> 抜粋本文

================

日本経団連タイムス No.2994 (2010年4月22日)

「国家戦略としての宇宙開発利用の推進に向けた提言」公表

−政府の「新成長戦略」を視野に産業界の考えを取りまとめる


日本経団連は12日、「国家戦略としての宇宙開発利用の推進に向けた提言」を発表した。同提言は、6月に政府が策定する「新成長戦略」などに向けて、産業界の考えを取りまとめたものである。概要は次のとおり。

■ 国民の身近になった宇宙開発利用と宇宙外交の推進

宇宙開発利用は国民にとって身近なものになった。例えば、衛星による気象観測や通信・放送は国民生活に浸透している。また、宇宙科学によるフロンティアへの挑戦は科学・技術を牽引する。自律的な宇宙システムの構築は安全保障に貢献する。
一方、宇宙外交を推進する必要がある。衛星データや宇宙システムを利用した社会インフラを海外に提供できるほか、国際宇宙ステーションの運用・利用を通じて国際協力を進めることができる。

================

> 課題文
上に示した宇宙開発利用の提言に関する記事を、一字も変えずに全文出力せよ。

> 提供情報
================

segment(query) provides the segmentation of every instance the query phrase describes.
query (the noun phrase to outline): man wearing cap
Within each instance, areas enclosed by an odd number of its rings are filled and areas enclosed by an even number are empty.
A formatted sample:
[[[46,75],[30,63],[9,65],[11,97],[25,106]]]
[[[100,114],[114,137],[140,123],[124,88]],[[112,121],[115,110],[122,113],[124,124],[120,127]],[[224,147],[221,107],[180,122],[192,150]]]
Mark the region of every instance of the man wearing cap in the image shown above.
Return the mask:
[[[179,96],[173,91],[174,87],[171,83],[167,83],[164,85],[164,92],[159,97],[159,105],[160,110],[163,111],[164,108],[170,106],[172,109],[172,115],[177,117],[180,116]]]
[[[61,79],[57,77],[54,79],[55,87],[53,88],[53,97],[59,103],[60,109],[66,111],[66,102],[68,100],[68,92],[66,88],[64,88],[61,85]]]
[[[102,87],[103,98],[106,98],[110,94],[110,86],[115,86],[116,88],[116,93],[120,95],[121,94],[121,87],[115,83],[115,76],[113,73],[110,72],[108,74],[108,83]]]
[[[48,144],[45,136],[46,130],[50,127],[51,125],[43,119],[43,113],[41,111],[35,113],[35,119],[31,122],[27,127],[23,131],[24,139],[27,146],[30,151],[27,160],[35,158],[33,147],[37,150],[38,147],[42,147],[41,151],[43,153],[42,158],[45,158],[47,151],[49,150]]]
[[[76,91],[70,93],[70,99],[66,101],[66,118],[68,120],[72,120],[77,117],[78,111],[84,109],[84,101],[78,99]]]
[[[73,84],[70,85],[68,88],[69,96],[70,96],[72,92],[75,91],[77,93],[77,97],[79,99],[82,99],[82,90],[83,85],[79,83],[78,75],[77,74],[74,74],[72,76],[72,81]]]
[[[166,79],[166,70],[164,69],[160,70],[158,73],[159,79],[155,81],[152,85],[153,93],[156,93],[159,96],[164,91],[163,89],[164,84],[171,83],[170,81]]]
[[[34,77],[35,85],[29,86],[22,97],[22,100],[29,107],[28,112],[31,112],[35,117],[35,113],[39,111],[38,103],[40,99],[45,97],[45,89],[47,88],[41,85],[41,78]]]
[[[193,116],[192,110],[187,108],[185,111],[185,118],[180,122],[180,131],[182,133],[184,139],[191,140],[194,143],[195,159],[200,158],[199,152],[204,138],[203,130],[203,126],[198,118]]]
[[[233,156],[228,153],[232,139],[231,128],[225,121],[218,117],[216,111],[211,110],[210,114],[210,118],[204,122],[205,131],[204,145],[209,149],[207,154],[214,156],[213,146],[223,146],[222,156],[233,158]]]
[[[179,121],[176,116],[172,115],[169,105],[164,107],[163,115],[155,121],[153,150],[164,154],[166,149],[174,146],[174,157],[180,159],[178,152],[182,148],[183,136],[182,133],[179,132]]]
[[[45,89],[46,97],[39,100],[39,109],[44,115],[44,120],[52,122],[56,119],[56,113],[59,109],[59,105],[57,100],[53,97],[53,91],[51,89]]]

================

> 出力結果
日本経団連タイムス No.2994 (2010年4月22日)

「国家戦略としての宇宙開発利用の推進に向けた提言」公表

−政府の「新成長戦略」を視野に産業界の考えを取りまとめる


日本経団連は12日、「国家戦略としての宇宙開発利用の推進に向けた提言」を発表した。同提言は、6月に政府が策定する「新成長戦略」などに向けて、産業界の考えを取りまとめたものである。概要は次のとおり。

■ 国民の身近になった宇宙開発利用と宇宙外交の推進

宇宙開発利用は国民にとって身近なものになった。例えば、衛星による気象観測や通信・放送は国民生活に浸透している。また、宇宙科学によるフロンティアへの挑戦は科学・技術を牽引する。自律的な宇宙システムの構築は安全保障に貢献する。
一方、宇宙外交を推進する必要がある。衛星データや宇宙システムを利用した社会インフラを海外に提供できるほか、国際宇宙ステーションの運用・利用を通じて国際協力を進めることができる。